| Aim of the exercise |
Would you copy out only the lines from the one with "Where can you find the white column" to the end of the records, exactly as they stand?

| Records for this task |
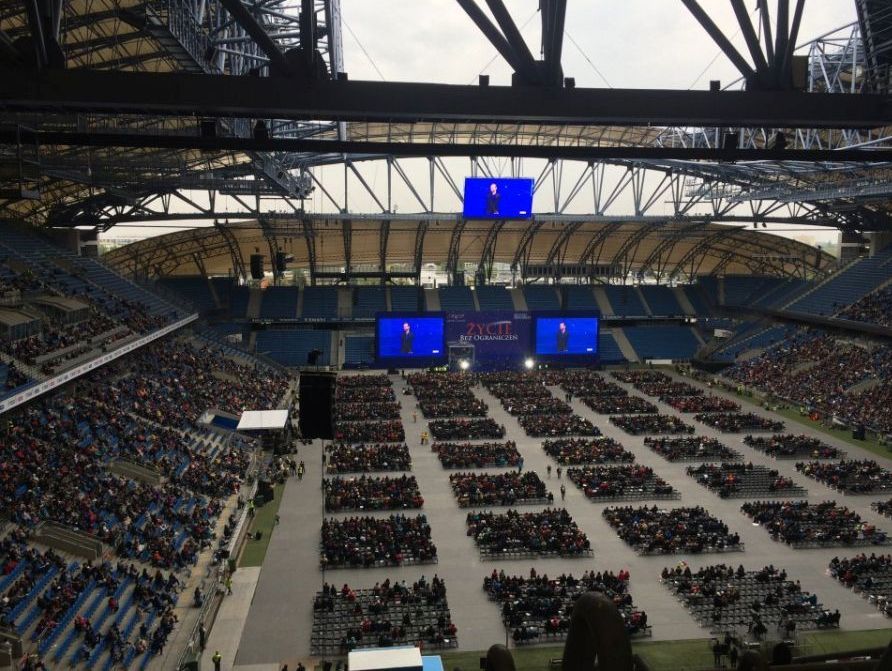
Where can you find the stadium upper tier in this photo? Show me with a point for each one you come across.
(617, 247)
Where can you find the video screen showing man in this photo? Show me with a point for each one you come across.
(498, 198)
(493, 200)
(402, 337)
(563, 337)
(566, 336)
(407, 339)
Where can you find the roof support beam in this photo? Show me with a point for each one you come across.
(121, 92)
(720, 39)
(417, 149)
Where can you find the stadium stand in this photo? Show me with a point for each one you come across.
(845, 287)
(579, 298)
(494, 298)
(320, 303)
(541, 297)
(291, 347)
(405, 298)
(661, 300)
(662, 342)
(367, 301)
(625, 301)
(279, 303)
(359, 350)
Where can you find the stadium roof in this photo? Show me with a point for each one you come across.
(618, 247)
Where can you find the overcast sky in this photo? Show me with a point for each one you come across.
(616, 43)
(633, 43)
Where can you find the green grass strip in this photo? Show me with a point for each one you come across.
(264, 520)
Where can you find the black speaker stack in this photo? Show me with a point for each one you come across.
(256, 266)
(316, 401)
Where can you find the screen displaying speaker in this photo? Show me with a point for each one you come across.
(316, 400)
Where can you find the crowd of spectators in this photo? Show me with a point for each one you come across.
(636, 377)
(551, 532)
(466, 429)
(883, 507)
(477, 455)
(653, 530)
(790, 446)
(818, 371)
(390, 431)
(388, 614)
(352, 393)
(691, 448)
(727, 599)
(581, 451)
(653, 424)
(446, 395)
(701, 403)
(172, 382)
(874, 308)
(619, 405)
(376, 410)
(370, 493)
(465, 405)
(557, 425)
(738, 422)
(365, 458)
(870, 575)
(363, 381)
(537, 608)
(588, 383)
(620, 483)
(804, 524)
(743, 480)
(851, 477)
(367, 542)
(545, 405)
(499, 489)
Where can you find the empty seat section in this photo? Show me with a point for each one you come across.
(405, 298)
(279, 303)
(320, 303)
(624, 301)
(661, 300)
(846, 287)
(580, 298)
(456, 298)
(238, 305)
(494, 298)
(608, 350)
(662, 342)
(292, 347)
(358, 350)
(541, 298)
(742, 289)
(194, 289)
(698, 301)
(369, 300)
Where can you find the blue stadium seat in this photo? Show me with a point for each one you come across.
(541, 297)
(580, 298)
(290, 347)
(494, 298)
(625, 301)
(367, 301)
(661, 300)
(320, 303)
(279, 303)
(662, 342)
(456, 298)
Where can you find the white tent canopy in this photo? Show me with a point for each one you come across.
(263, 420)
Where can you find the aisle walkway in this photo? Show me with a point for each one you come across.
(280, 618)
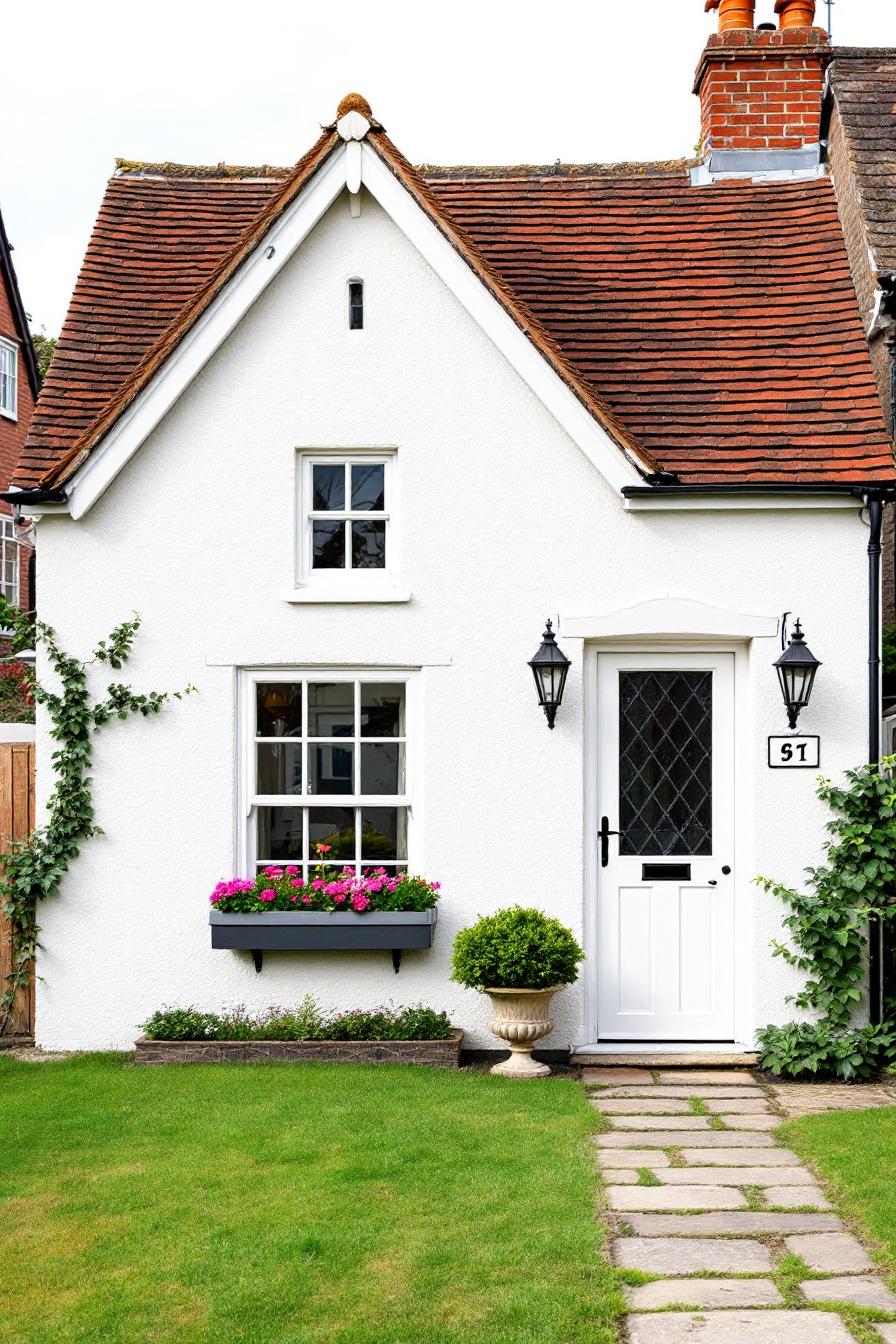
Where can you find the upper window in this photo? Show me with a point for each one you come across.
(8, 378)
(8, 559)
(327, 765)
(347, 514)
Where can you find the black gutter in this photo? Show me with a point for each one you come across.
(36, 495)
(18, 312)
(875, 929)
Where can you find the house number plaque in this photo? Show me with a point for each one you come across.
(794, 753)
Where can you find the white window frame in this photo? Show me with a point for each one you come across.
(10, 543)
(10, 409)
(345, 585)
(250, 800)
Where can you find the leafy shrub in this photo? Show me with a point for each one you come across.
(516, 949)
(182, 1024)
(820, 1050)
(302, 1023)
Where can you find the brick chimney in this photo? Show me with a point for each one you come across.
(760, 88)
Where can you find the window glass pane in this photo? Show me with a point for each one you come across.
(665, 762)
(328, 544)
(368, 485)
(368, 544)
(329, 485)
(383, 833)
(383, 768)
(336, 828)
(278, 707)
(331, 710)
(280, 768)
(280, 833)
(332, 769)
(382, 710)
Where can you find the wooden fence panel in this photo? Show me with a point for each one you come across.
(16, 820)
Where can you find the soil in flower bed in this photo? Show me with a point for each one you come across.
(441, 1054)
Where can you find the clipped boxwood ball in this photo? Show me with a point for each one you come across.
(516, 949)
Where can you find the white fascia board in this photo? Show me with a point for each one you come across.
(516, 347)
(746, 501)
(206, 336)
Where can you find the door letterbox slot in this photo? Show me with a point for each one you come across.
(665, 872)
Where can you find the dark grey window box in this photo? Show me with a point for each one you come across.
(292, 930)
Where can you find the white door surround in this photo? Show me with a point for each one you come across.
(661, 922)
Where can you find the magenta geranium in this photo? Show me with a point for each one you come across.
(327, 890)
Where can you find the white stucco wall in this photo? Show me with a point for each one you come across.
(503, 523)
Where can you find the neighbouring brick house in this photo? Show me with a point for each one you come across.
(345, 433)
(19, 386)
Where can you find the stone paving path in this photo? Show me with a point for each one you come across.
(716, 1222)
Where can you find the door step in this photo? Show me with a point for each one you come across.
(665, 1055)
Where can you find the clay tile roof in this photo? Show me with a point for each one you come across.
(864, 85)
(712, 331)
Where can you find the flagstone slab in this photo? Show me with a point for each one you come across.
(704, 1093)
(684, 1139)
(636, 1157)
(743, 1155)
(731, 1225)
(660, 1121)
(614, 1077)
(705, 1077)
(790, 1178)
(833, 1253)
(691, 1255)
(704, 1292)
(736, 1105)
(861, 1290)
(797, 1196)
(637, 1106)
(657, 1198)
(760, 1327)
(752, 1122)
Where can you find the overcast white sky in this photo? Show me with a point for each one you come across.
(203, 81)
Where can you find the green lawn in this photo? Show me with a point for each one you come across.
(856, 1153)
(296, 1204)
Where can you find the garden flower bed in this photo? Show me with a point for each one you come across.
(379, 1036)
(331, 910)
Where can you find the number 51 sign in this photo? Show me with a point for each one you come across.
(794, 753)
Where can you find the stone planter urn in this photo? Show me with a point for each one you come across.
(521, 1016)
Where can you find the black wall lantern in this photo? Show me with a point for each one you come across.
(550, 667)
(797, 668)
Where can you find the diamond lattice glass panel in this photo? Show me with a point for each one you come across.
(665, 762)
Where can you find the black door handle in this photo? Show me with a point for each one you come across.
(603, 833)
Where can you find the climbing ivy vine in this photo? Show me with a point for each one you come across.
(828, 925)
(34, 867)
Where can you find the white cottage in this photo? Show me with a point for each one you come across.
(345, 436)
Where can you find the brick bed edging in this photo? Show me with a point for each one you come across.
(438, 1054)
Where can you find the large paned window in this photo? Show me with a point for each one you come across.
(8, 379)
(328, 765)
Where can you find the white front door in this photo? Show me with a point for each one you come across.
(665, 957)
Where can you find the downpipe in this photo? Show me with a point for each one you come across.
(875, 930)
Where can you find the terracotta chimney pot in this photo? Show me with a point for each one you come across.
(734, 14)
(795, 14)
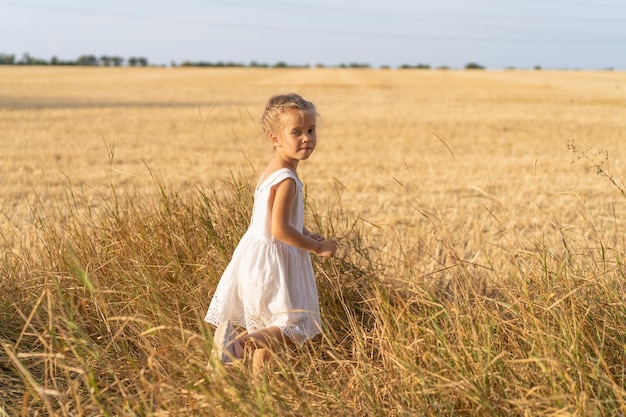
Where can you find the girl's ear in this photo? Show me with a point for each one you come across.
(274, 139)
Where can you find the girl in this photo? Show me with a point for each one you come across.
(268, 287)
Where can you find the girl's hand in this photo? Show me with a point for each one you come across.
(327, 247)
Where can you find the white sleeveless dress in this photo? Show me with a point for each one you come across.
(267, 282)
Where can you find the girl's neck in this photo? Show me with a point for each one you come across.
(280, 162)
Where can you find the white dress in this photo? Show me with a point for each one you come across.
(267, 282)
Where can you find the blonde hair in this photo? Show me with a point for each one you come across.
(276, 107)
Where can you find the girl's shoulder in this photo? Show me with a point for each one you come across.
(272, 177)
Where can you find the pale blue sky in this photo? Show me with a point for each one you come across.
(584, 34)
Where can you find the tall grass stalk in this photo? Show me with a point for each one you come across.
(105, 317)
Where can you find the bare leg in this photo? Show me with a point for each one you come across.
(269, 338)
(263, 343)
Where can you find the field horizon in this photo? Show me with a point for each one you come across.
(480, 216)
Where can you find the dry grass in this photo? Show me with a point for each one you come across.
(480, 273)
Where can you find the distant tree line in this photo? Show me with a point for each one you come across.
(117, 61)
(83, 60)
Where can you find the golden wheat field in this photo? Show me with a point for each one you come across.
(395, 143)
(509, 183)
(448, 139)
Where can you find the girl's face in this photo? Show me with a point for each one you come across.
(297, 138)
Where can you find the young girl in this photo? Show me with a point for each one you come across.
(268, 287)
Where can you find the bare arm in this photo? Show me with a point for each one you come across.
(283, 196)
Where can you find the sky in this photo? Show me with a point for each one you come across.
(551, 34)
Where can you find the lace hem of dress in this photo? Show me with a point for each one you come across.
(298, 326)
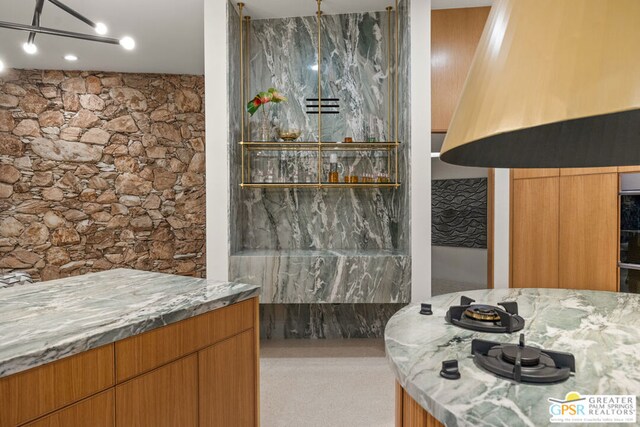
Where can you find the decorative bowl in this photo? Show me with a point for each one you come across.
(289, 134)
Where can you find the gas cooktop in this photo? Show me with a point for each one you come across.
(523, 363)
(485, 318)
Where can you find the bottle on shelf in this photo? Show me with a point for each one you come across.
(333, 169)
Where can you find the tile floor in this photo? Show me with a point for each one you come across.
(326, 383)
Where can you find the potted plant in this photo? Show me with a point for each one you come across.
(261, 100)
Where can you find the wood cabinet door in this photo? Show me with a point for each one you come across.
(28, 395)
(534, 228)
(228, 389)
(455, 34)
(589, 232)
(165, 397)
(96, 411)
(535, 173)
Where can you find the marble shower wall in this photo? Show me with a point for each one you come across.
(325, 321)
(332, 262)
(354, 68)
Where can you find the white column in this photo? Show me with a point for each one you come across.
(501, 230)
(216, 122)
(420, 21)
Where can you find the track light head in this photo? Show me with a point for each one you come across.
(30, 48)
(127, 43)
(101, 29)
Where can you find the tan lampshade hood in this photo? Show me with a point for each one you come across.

| Response to the task |
Where can you find the white column in this photo? Show me with a point for each one you come across.
(501, 230)
(216, 122)
(420, 21)
Where can you find the track light head in this photo? Show me with a point for each one you come across.
(30, 48)
(127, 43)
(101, 29)
Where can you find the tan lampshade hood in this photo? Show me with a point for each one you come across.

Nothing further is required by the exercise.